"Wir müssen uns technologieoffen verhalten"

Wie steht es um die Verkehrswende? Was ist nötig, damit auch in diesem Sektor die Emissionen sinken – welche Rolle spielt die Elektromobilität dabei? Dr. Marie-Luise Wolff, BDEW-Präsidentin und Vorstandsvorsitzende der ENTEGA AG, im Gespräch mit Prof. Dr. Henning Kagermann, Vorsitzender des Lenkungskreises der Nationalen Plattform Zukunft der Mobilität

Henning Kagermann und Marie-Luise Wolff und energate Redakteure

© Florian Büttner

Die EU hat eine Verschärfung der CO₂-Grenzen für Neuwagen nach 2021 beschlossen. Bis 2030 soll der Ausstoß um 37,5 Prozent sinken. Wie bewerten Sie diesen Schritt?

MARIE-LUISE WOLFF — Wir haben mehrfach gesagt, dass die Energiewirtschaft die 2020-Ziele beim Klimaschutz voraussichtlich erreicht, aber der Verkehrssektor weit hinterherhängt. Die 37,5 Prozent sind daher ein wichtiges Signal. Es ist aber erstmal nur eine Zahl. Ich bin sehr gespannt, wie die Autohersteller nun reagieren.

### ZU ERLEDIGEN
a: Nenne alle Personen, die im Auszug zur Verkehrswende mit vollem Namen vorkommen.
b: Beantworte diese Fragen zum Auszug über die Verkehrswende:
(i) Um wie viel Prozent soll der CO₂-Ausstoß von Neuwagen bis 2030 sinken?
(ii) Welchen Vorsitz hat Henning Kagermann?
(iii) Welcher Sektor hängt laut Marie-Luise Wolff beim Klimaschutz weit hinterher?
Die Datensätze spielen hierbei keine Rolle.

### BEREITGESTELLTES MATERIAL
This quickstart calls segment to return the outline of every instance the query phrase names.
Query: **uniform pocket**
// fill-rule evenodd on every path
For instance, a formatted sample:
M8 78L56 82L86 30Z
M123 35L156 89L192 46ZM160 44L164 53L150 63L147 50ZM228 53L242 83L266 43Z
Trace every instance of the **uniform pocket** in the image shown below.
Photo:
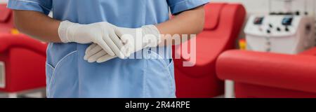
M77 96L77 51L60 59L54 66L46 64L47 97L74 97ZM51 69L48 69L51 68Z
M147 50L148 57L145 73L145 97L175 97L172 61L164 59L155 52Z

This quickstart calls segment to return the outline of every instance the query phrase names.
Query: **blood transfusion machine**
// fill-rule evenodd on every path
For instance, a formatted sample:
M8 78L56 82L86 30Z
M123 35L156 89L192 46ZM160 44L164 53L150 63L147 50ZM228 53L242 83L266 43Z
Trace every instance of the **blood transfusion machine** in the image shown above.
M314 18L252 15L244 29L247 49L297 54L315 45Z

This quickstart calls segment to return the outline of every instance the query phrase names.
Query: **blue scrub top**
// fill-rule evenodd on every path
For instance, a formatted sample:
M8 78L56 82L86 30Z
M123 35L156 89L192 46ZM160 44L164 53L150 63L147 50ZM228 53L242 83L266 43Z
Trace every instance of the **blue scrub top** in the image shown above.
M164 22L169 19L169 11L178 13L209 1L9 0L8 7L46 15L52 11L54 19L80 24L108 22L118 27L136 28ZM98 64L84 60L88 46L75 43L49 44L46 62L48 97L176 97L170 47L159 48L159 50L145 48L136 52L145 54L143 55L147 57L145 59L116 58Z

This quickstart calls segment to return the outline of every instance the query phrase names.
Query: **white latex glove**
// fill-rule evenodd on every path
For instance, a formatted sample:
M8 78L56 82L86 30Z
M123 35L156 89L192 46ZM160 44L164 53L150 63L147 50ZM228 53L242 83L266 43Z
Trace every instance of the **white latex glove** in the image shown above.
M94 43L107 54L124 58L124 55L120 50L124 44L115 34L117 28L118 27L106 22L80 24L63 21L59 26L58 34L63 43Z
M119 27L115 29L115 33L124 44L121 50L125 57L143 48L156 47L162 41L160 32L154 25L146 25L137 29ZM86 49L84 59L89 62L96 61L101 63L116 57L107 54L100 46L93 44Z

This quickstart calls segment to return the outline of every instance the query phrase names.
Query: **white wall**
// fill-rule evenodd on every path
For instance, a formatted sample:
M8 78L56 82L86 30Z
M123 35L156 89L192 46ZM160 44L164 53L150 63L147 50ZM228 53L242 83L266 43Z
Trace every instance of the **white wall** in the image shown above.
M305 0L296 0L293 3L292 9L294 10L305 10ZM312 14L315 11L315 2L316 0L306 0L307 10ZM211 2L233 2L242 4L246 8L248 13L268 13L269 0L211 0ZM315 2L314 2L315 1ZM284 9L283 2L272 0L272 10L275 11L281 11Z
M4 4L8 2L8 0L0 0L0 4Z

...

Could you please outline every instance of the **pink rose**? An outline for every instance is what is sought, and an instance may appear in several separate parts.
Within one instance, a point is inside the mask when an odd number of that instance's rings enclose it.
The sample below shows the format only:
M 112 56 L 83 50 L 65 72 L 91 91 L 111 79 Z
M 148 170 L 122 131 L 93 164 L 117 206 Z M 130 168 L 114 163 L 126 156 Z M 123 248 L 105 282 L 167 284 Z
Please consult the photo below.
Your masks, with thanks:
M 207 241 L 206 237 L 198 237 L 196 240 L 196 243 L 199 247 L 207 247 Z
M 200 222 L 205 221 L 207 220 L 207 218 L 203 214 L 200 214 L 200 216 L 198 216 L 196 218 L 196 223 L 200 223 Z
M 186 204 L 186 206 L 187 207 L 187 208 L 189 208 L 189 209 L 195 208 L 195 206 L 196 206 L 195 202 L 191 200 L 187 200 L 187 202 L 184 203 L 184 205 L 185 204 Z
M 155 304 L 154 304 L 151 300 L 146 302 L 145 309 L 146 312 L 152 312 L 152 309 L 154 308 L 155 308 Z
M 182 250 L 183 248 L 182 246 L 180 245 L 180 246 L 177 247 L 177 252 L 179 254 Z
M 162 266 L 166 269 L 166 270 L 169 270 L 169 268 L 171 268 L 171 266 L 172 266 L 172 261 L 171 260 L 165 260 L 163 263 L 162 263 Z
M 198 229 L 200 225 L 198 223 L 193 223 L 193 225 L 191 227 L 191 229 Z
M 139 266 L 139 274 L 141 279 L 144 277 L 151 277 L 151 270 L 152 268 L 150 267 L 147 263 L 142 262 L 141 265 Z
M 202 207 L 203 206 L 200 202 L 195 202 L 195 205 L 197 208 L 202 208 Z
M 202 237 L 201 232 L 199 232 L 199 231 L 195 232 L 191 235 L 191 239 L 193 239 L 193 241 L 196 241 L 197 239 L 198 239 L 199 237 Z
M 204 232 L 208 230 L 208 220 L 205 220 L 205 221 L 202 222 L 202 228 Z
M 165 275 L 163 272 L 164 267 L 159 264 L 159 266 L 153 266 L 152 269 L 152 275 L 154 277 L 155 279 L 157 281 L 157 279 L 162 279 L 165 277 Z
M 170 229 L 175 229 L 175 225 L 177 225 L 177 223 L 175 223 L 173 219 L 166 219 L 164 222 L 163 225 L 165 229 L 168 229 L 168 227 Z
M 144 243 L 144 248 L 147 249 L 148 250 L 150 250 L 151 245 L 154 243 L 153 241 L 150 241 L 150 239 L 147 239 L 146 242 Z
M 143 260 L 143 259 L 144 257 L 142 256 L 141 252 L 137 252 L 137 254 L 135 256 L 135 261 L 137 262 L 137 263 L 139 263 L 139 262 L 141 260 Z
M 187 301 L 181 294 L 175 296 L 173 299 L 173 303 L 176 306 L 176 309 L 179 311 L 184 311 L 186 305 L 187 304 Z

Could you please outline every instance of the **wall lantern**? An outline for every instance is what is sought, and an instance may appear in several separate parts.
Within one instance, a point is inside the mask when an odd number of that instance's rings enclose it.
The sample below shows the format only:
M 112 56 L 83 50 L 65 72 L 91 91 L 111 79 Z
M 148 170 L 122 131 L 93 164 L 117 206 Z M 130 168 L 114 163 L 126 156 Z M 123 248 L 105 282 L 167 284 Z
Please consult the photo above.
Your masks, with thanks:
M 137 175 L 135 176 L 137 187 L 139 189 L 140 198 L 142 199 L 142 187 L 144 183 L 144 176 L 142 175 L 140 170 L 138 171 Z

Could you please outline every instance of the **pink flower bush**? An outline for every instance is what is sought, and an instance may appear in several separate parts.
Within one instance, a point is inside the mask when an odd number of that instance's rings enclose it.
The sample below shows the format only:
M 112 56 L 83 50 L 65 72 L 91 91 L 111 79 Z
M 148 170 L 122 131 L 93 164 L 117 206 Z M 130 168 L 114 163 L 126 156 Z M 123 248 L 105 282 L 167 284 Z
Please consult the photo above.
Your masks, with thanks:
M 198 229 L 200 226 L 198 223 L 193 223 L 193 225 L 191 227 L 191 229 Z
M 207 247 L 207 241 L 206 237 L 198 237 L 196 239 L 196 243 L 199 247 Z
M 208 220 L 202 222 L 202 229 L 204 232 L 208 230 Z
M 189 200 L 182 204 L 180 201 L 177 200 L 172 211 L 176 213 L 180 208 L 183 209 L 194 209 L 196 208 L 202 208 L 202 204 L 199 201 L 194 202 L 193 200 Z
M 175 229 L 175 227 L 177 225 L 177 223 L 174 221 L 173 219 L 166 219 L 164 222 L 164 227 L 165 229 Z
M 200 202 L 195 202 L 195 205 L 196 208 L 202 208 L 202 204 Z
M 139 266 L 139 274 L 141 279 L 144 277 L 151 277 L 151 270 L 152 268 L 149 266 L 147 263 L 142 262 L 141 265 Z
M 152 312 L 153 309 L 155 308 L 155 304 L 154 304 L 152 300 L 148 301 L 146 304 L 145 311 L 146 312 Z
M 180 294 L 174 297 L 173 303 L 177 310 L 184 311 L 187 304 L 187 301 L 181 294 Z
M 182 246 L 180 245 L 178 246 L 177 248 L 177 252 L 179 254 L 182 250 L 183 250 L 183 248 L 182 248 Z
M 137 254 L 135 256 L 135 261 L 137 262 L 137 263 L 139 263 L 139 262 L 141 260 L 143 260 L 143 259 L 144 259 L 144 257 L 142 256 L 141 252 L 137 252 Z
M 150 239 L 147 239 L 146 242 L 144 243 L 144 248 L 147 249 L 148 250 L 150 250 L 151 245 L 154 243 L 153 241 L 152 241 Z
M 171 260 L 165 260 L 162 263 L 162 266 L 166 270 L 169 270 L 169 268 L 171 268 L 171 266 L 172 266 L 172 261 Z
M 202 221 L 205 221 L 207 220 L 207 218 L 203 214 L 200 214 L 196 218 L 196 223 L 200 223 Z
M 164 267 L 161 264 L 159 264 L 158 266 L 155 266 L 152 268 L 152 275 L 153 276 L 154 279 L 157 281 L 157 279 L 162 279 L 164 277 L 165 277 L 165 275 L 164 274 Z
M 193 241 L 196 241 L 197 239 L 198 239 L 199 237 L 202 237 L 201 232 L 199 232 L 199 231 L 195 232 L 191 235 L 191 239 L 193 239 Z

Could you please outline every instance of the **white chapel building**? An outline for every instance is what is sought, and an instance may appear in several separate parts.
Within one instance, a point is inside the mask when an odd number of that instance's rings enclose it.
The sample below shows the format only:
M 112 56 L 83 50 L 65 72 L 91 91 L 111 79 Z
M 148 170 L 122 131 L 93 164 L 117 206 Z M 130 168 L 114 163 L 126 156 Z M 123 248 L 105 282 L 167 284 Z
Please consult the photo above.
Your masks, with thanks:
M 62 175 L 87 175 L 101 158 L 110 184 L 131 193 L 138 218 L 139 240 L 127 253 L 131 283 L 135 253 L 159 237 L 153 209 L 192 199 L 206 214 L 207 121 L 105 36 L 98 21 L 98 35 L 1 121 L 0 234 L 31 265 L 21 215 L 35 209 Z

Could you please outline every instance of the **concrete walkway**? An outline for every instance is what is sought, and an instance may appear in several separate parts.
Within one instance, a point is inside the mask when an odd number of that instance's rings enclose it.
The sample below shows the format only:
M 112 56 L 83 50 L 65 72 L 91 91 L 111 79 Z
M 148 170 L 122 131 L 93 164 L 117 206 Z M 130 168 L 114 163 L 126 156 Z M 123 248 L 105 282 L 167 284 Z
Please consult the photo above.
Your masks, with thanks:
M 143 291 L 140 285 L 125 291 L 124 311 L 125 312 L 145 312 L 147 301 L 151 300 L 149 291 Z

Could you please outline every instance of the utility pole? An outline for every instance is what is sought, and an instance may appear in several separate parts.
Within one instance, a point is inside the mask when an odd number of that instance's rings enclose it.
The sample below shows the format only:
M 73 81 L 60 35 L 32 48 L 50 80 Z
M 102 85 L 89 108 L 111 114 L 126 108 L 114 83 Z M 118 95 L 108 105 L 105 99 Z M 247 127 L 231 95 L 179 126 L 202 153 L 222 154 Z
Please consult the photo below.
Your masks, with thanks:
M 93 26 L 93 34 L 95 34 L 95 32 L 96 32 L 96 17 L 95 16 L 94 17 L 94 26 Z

* * *

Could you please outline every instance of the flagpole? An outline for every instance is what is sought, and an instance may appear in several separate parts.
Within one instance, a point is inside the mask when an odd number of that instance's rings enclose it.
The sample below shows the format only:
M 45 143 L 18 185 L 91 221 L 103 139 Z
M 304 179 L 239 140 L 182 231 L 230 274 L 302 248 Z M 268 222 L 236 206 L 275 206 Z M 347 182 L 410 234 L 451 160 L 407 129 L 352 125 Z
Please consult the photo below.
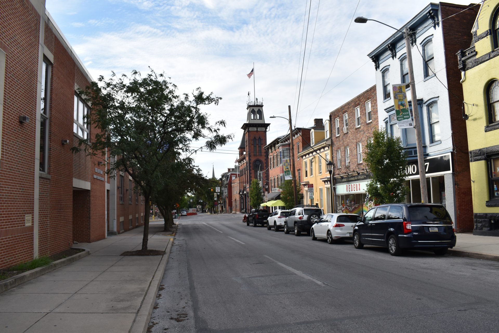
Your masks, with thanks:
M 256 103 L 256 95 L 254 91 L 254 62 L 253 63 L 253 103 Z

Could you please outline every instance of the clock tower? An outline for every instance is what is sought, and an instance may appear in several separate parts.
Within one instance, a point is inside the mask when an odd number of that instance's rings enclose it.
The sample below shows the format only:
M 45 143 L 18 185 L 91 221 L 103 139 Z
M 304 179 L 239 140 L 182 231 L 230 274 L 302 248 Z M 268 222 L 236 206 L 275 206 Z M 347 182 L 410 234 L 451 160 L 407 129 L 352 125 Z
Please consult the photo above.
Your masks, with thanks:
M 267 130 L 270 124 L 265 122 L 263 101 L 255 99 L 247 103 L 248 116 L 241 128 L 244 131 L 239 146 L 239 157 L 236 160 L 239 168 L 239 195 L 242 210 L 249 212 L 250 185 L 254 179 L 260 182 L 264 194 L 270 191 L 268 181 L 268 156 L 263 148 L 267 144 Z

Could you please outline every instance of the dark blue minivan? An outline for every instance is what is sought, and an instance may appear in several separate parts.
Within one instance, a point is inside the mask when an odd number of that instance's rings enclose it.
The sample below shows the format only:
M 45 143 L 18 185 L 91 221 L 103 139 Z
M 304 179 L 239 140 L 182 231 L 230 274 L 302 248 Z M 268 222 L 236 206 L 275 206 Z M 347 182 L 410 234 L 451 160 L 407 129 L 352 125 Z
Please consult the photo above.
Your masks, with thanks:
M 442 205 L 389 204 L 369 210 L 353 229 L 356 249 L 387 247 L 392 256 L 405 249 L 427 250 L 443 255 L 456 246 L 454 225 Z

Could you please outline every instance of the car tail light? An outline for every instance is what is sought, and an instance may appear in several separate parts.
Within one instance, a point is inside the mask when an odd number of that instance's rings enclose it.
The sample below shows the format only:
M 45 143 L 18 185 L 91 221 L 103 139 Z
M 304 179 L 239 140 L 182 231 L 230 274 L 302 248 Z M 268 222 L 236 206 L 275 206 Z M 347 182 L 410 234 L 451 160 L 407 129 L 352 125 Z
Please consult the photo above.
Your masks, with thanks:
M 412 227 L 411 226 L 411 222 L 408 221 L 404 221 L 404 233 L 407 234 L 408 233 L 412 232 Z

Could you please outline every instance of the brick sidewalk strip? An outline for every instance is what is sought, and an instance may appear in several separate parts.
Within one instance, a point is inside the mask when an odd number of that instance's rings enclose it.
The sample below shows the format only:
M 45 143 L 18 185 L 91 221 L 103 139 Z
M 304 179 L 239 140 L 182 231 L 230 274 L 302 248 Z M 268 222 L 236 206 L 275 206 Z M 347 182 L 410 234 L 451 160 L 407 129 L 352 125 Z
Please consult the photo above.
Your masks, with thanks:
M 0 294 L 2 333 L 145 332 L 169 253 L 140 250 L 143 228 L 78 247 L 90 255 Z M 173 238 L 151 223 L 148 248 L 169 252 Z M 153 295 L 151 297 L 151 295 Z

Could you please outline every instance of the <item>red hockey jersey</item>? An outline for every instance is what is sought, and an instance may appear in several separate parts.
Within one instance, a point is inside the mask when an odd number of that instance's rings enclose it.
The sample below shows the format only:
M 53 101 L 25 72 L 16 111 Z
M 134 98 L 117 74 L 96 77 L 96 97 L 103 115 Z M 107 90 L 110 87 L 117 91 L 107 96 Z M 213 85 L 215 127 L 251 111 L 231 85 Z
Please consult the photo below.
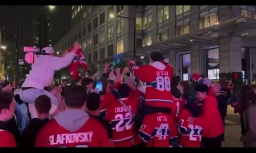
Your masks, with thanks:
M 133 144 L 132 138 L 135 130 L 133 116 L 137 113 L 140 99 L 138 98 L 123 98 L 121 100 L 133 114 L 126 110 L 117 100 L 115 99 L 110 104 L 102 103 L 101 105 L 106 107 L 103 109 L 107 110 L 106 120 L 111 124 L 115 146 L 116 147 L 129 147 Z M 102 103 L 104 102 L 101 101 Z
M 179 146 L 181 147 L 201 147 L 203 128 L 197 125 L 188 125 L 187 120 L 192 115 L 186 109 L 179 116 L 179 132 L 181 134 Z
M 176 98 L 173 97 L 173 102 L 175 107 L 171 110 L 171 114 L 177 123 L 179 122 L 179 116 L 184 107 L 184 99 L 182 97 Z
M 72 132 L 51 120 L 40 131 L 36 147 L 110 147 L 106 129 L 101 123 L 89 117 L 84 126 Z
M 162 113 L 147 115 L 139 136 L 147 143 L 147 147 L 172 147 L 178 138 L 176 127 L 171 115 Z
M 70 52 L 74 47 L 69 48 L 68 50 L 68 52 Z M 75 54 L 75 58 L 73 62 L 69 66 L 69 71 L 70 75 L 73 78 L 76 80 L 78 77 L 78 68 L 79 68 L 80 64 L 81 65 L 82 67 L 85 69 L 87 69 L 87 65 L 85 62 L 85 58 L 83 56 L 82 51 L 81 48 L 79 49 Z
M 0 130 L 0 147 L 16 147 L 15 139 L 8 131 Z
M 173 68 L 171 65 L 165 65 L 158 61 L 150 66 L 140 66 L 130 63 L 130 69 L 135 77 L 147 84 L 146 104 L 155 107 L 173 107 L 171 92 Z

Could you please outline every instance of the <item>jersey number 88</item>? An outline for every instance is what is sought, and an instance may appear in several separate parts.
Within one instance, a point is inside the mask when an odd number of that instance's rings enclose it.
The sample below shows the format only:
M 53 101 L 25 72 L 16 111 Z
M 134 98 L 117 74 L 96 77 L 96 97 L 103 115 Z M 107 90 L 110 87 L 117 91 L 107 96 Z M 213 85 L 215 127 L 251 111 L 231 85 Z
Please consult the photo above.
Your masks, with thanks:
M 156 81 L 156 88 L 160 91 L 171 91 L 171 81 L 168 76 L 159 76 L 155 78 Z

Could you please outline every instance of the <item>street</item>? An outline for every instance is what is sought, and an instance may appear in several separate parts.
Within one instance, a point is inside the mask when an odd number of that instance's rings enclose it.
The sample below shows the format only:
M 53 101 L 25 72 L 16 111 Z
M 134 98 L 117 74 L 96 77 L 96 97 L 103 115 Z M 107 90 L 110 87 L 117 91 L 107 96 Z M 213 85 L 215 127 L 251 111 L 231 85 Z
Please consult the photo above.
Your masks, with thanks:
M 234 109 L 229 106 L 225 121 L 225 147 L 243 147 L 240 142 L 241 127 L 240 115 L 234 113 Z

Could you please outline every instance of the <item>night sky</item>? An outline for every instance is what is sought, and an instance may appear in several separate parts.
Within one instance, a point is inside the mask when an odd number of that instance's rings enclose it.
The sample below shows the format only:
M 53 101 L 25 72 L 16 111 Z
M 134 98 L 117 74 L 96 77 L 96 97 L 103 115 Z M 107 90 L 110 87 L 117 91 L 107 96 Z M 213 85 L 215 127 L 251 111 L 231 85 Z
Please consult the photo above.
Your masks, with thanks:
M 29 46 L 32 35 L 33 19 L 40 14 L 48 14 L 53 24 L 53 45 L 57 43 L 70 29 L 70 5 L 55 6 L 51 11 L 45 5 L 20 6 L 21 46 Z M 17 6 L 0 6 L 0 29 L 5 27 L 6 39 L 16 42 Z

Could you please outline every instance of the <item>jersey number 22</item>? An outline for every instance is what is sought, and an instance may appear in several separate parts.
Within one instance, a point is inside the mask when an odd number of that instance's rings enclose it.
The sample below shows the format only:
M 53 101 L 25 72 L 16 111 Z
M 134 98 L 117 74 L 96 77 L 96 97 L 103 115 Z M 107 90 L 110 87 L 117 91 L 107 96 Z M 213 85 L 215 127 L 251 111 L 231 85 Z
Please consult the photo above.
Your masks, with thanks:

### LÖSUNGEN NACH AUFGABEN
a: Marie-Luise Wolff, Henning Kagermann, Florian Büttner

b:
(i) Um 37,5 Prozent.
(ii) Er ist Vorsitzender des Lenkungskreises der Nationalen Plattform Zukunft der Mobilität.
(iii) Der Verkehrssektor.